**Documento de origen**

Rompió paradigmas en un ambiente atravesado por el machismo y se convirtió en la primera jugadora trans de la Primera División argentina. Sufrió bullying y no la dejaban usar el baño de mujeres. Sin el apoyo que encontró en su casa, “hubiera terminado a la deriva, no habría finalizado el colegio y no tendría trabajo”.
El suyo era un miedo enorme. Enorme y bien concreto: que su futuro se acotara a dos posibilidades: la prostitución cómo única forma de sobrevivir o el suicidio.
Cuando era adolescente, Mara Gómez tenía en claro que ese era el destino al que la exclusión, el transodio, la vulneración de los derechos más elementales y la falta de oportunidades, empujaban a chicas trans y travestis como ella.
En su barrio platense, La Granja, no había referentes en las que pudiera proyectarse. Esa piba que salía de su casa con los chupines y la remera ajustada camuflados bajo “la ropa de varón”, y el pánico de no saber “si iba a volver”, no tenía la menor idea de que lograría torcer un futuro que, consideraba, estaba sellado.
Mucho menos podía imaginarse que a los 22 años haría historia, convirtiéndose en la primera futbolista trans argentina en jugar un campeonato de la Primera División. Tampoco que se recibiría de enfermera y que se convertiría en un ejemplo a seguir para muchas chicas, chicos y adolescentes con identidades diversas. Menos que daría charlas en universidades y que una de las principales marcas de ropa deportiva la elegiría como figura.
Los sueños en la infancia, dice Mara, eran tan chiquitos como las posibilidades que la sociedad ofrecía. Hoy (aunque los desafíos siguen siendo muchos), se multiplican de a miles.
Pero antes de descubrir que la pelota sería su salvavidas, Mara (25) pasó de todo. Durante una charla íntima con LA NACION y en pleno Mes del Orgullo, la delantera que hoy lleva la camiseta 21 del Club Estudiantes de La Plata asegura: “Para mí el orgullo es haber conquistado todo lo que conquisté y haber roto con ese miedo que tenía en la adolescencia. Fue aceptarme, tener mi documento con el cambio de identidad, terminar una carrera terciaria y convertirme en jugadora profesional”.

**Información proporcionada**

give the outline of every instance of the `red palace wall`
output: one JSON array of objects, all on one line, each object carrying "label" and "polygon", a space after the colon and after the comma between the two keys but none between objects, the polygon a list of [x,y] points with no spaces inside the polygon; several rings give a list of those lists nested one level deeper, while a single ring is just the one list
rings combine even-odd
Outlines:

**Instrucciones y requisitos**
Devuelve sin ningún cambio el fragmento del texto sobre Mara Gómez que comienza con las palabras que contienen "Los sueños en" y termina con "de a miles.".

**Respuesta del ejercicio**
Los sueños en la infancia, dice Mara, eran tan chiquitos como las posibilidades que la sociedad ofrecía. Hoy (aunque los desafíos siguen siendo muchos), se multiplican de a miles.